_WRITTEN REQUEST_:
Can you give the part of the listing below as a JSON list of strings, one per line with blank lines left out, starting at the line containing "Each returned marker MUST sit on an instance of the spotted" and ending at the line containing "[[295, 154], [401, 193], [263, 121]]", both included?

_RAW RECORDS_:
* Start *

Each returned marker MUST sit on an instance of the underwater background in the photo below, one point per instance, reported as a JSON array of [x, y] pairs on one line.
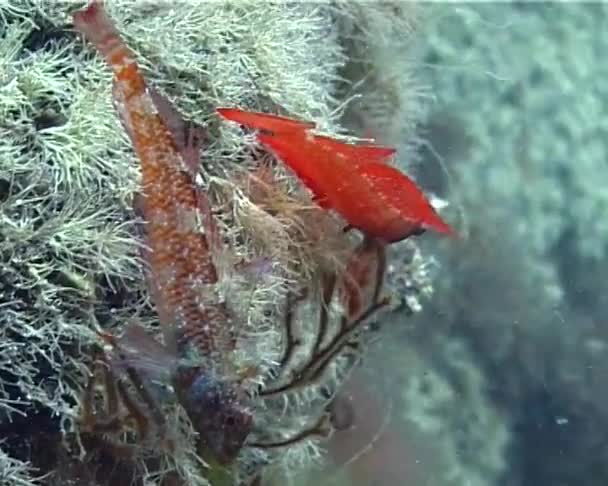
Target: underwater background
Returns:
[[491, 370]]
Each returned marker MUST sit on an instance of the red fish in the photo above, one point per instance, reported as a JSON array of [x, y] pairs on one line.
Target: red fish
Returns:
[[352, 179]]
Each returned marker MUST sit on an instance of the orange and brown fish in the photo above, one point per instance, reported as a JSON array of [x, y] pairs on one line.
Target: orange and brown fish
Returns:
[[352, 179], [182, 238]]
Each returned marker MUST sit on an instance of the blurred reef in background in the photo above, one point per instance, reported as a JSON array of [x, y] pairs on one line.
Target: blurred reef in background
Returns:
[[501, 379]]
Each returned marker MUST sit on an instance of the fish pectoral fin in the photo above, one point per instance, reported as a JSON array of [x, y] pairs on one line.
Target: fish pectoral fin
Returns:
[[119, 102], [187, 135]]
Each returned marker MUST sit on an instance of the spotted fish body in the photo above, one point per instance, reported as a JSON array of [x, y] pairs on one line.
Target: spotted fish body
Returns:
[[177, 215], [183, 241], [354, 180]]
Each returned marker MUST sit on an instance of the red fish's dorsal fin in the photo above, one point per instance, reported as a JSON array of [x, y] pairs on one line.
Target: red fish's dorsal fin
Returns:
[[295, 154], [401, 193], [263, 121]]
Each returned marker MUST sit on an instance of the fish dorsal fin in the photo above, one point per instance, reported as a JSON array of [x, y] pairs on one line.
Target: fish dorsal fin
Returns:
[[274, 124], [358, 153], [294, 153]]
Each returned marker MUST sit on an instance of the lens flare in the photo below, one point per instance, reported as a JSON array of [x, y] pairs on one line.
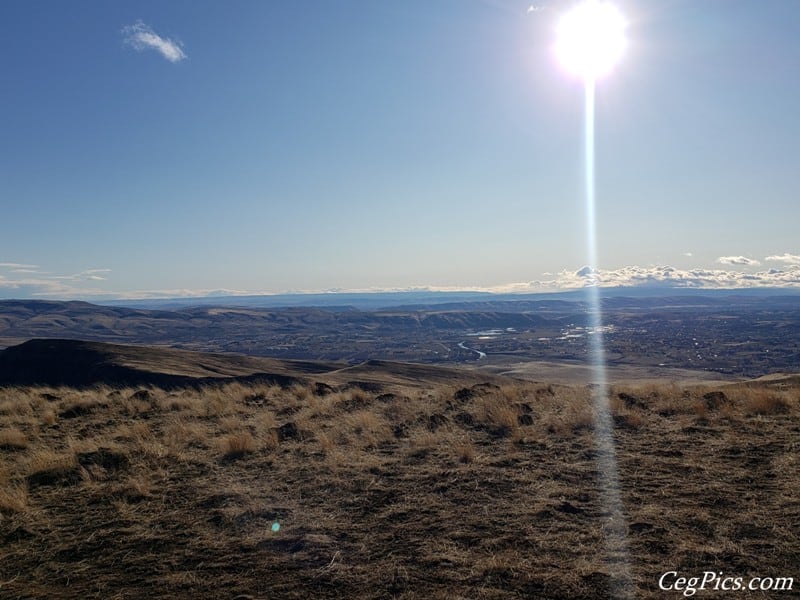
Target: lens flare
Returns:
[[590, 39]]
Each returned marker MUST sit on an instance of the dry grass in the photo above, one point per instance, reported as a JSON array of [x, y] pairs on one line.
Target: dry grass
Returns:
[[236, 445], [486, 493], [12, 439]]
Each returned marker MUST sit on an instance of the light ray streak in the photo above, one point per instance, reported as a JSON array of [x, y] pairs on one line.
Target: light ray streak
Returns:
[[615, 527]]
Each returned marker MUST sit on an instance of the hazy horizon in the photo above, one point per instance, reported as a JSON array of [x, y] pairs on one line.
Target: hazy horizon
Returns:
[[188, 149]]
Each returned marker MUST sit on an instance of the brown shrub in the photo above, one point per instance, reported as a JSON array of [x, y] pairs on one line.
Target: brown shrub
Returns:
[[236, 445], [766, 404], [13, 499]]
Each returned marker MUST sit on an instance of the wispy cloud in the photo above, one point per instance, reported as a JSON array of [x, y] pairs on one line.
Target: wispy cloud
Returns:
[[87, 275], [790, 259], [140, 36], [737, 260]]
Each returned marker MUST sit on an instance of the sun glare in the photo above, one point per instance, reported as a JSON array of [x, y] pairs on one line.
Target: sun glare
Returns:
[[591, 39]]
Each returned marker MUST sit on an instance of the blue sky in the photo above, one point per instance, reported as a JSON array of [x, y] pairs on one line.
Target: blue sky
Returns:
[[181, 148]]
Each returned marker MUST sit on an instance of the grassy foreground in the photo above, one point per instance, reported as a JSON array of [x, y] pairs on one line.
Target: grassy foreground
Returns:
[[311, 492]]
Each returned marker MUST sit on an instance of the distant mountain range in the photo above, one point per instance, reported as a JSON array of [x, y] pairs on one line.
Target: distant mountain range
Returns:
[[56, 362], [737, 332], [423, 298]]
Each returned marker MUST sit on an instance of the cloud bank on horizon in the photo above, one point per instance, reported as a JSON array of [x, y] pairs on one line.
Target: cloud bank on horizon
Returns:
[[141, 36], [20, 280]]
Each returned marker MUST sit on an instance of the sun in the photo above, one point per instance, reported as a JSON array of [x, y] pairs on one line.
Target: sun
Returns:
[[590, 39]]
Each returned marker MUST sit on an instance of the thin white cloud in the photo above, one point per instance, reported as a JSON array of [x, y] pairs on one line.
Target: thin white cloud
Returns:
[[737, 260], [87, 275], [789, 259], [140, 36]]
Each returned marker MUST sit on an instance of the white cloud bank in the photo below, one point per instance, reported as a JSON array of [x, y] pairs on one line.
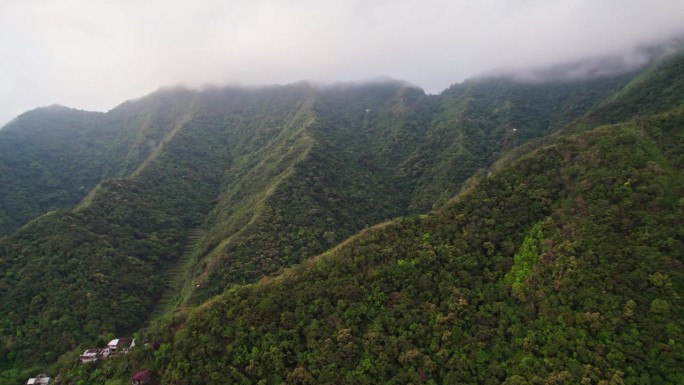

* End *

_RESPONSE_:
[
  "Each returned marker MUST sit on an instance of the spotted fish body in the photo above, one point per instance, reported as a JSON array of [x, y] pairs on one line.",
  "Target: spotted fish body",
  "Returns:",
  "[[177, 215], [183, 241], [354, 180]]",
  "Each returned marker MUST sit on an instance of the red fish's dorsal fin in the photo above, one point per instance, reported as a JSON array of [x, y] pairs on one line.",
  "Target: red fish's dorsal fin",
  "Returns:",
  "[[295, 154], [401, 193], [263, 121]]"
]